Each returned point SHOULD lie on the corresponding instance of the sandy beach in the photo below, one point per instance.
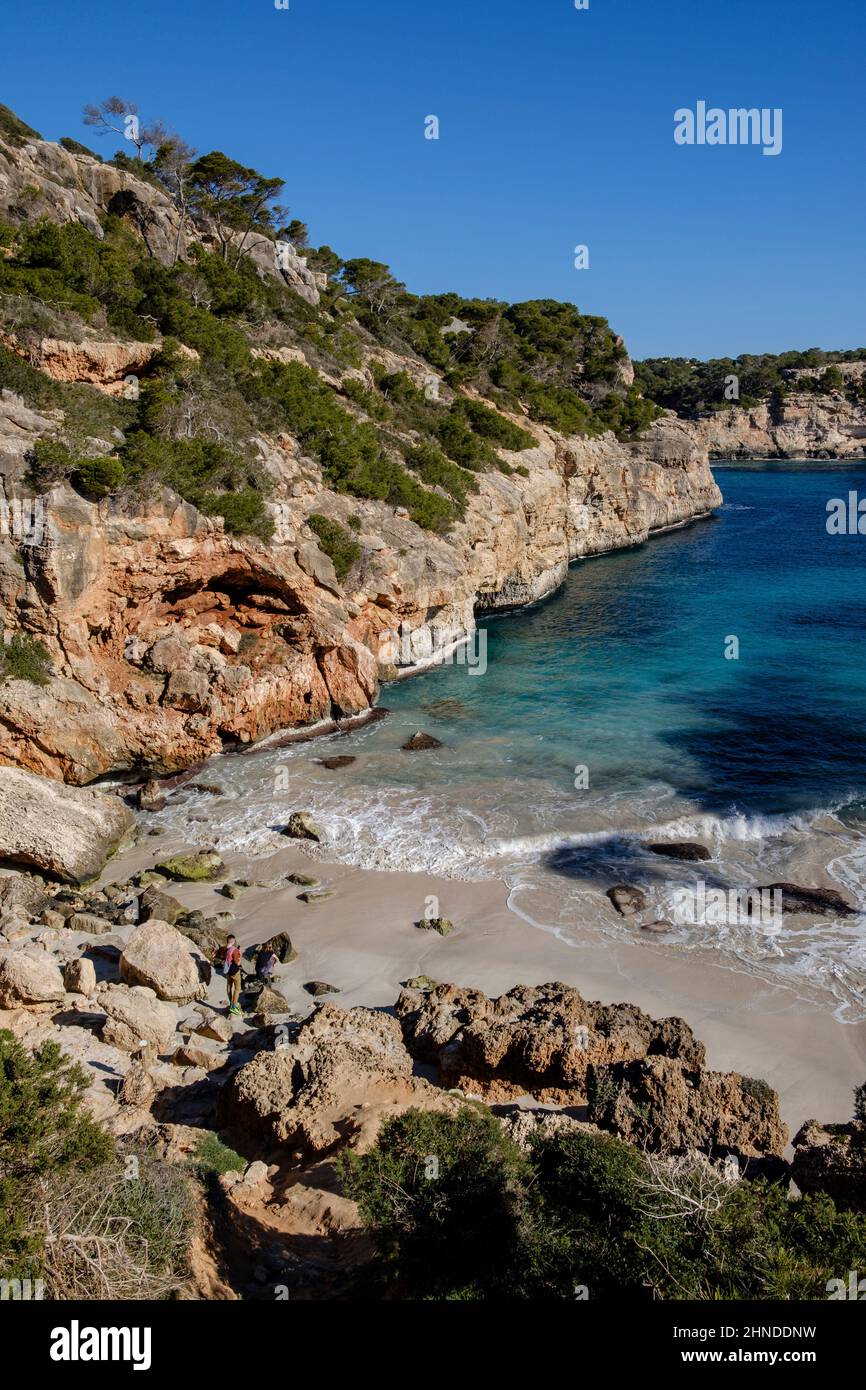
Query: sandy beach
(363, 940)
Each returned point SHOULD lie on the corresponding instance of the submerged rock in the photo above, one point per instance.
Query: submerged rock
(627, 900)
(812, 900)
(300, 826)
(419, 741)
(196, 868)
(687, 849)
(150, 797)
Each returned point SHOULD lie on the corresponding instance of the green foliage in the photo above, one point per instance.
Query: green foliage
(97, 477)
(338, 545)
(370, 402)
(581, 1209)
(438, 471)
(77, 148)
(448, 1236)
(25, 659)
(291, 396)
(692, 388)
(214, 478)
(491, 426)
(15, 131)
(49, 462)
(42, 1130)
(214, 1157)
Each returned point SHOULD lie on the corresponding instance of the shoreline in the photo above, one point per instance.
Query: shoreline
(363, 940)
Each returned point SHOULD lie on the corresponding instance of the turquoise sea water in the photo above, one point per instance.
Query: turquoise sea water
(609, 715)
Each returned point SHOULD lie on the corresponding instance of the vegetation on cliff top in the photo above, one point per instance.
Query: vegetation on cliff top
(694, 388)
(392, 441)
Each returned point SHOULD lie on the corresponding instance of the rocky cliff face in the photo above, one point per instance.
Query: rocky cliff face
(171, 638)
(802, 427)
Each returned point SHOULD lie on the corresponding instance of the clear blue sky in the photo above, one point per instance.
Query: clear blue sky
(556, 128)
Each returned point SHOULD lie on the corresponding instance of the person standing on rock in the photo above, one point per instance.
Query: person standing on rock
(231, 970)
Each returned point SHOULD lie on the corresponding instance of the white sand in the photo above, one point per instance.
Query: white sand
(364, 941)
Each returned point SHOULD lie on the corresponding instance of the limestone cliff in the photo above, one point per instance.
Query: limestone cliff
(170, 637)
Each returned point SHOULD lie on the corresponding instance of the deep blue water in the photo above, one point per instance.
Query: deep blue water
(623, 673)
(624, 670)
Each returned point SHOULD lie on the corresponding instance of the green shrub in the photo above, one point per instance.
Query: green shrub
(97, 477)
(337, 544)
(442, 1197)
(214, 478)
(77, 148)
(491, 426)
(42, 1130)
(437, 470)
(211, 1155)
(25, 659)
(458, 1212)
(15, 131)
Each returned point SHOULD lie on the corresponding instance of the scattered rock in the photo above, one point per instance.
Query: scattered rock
(214, 1026)
(300, 826)
(150, 797)
(439, 925)
(270, 1004)
(533, 1041)
(342, 1075)
(656, 1104)
(135, 1016)
(205, 1058)
(831, 1158)
(419, 741)
(159, 957)
(66, 831)
(136, 1087)
(79, 976)
(29, 979)
(627, 900)
(282, 948)
(156, 904)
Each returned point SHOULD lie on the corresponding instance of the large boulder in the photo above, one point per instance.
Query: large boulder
(135, 1016)
(79, 976)
(160, 958)
(64, 831)
(29, 979)
(537, 1041)
(831, 1158)
(346, 1070)
(662, 1105)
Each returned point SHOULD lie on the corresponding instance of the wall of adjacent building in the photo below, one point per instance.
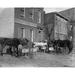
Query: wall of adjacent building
(28, 24)
(7, 23)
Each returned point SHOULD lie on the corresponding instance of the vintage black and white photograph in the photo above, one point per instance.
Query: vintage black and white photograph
(37, 37)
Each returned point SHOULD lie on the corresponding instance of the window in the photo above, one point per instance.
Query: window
(31, 14)
(39, 17)
(22, 12)
(22, 33)
(31, 35)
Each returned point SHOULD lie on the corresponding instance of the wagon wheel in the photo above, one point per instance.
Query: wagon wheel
(65, 50)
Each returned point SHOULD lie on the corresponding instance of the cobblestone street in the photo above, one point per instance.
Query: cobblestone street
(39, 60)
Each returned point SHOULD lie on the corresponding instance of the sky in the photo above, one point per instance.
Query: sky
(47, 10)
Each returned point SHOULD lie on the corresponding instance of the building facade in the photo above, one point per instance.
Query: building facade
(58, 26)
(22, 23)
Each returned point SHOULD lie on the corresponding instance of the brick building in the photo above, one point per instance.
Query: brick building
(22, 23)
(58, 26)
(70, 14)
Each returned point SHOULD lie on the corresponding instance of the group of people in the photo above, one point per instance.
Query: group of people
(16, 50)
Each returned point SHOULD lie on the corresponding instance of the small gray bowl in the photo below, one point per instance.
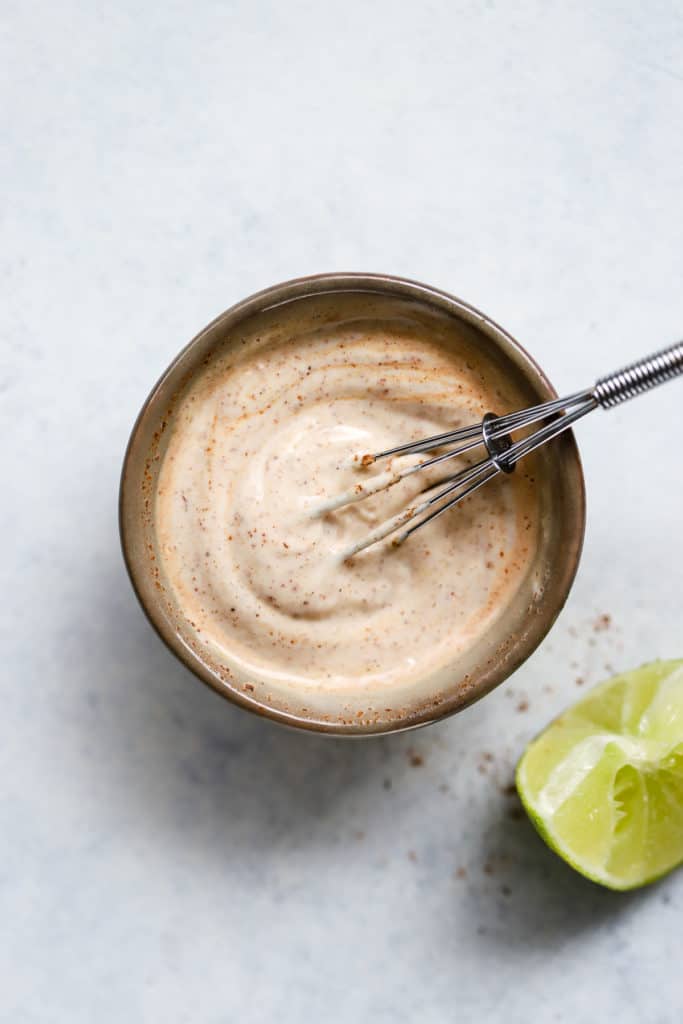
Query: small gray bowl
(521, 625)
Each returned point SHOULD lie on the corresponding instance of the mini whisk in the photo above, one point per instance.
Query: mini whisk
(494, 434)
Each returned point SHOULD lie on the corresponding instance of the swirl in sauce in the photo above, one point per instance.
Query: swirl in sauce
(261, 437)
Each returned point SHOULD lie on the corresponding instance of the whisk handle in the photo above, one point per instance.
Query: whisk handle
(639, 377)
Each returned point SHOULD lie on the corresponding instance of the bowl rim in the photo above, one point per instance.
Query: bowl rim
(340, 282)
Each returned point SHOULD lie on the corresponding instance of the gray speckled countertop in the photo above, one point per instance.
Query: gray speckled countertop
(164, 856)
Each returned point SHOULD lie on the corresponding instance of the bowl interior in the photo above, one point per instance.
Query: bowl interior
(328, 300)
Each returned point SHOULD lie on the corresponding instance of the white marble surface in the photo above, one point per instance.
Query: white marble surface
(164, 856)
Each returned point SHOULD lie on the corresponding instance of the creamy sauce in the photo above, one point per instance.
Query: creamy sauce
(261, 438)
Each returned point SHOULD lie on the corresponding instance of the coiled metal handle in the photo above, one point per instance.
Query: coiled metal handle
(639, 377)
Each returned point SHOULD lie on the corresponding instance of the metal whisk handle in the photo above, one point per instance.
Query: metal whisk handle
(639, 377)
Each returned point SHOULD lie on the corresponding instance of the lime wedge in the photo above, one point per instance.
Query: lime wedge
(603, 783)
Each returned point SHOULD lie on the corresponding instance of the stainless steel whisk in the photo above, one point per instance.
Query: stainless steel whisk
(502, 453)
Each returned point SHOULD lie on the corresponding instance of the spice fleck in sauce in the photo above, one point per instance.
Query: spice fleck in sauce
(262, 437)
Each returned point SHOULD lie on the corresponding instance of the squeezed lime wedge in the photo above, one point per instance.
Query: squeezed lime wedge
(603, 783)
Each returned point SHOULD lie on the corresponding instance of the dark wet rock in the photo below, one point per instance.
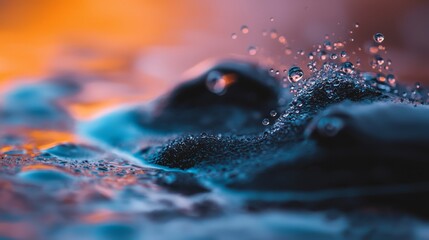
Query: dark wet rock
(251, 95)
(199, 151)
(180, 182)
(193, 108)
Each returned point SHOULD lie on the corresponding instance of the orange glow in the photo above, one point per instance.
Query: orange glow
(37, 167)
(44, 139)
(33, 32)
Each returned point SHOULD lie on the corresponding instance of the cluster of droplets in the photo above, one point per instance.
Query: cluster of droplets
(332, 56)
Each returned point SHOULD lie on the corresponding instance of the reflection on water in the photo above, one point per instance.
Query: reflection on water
(79, 81)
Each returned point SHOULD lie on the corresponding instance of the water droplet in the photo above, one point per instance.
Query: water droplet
(322, 55)
(378, 37)
(217, 82)
(328, 45)
(295, 74)
(381, 78)
(273, 34)
(379, 60)
(347, 67)
(244, 29)
(265, 121)
(252, 50)
(391, 80)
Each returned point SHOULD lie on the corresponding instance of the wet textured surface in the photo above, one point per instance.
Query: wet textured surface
(226, 155)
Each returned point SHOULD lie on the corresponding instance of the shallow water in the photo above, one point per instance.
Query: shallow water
(231, 153)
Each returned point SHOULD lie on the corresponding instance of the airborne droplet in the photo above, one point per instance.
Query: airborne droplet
(378, 37)
(295, 74)
(244, 29)
(391, 80)
(347, 67)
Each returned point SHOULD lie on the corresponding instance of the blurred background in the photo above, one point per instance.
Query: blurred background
(150, 44)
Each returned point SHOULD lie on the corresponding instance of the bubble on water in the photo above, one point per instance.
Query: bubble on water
(418, 85)
(378, 37)
(252, 50)
(217, 82)
(322, 55)
(381, 78)
(273, 34)
(391, 80)
(295, 74)
(347, 67)
(327, 45)
(265, 121)
(378, 60)
(373, 49)
(244, 29)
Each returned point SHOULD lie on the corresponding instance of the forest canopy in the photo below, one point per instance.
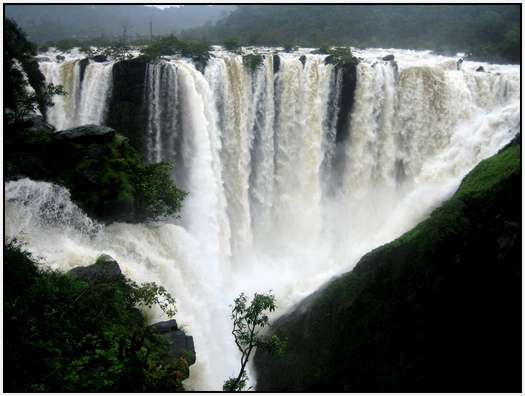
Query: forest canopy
(490, 31)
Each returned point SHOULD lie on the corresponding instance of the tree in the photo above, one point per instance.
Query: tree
(231, 44)
(248, 320)
(21, 71)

OBJECTIVE: Starting at the line that contains "of the bubble", copy the material through to its final line, and leave out the pictures.

OUTPUT:
Each returned point SHOULD lie on the corresponding instance of the bubble on water in the photo above, one point per instance.
Query: bubble on water
(418, 85)
(378, 37)
(252, 50)
(217, 82)
(322, 55)
(381, 78)
(273, 34)
(391, 80)
(295, 74)
(347, 67)
(327, 45)
(265, 121)
(378, 60)
(373, 49)
(244, 29)
Each returned point SHOULD lie on the corresponding instance of the forest canopy in the photo below, one point per instance.
Query: forest canopy
(490, 31)
Each returned point SHOULD lie on the corresponding instance of the tree in the photo above, one point per instance.
Query: tree
(231, 44)
(248, 320)
(21, 71)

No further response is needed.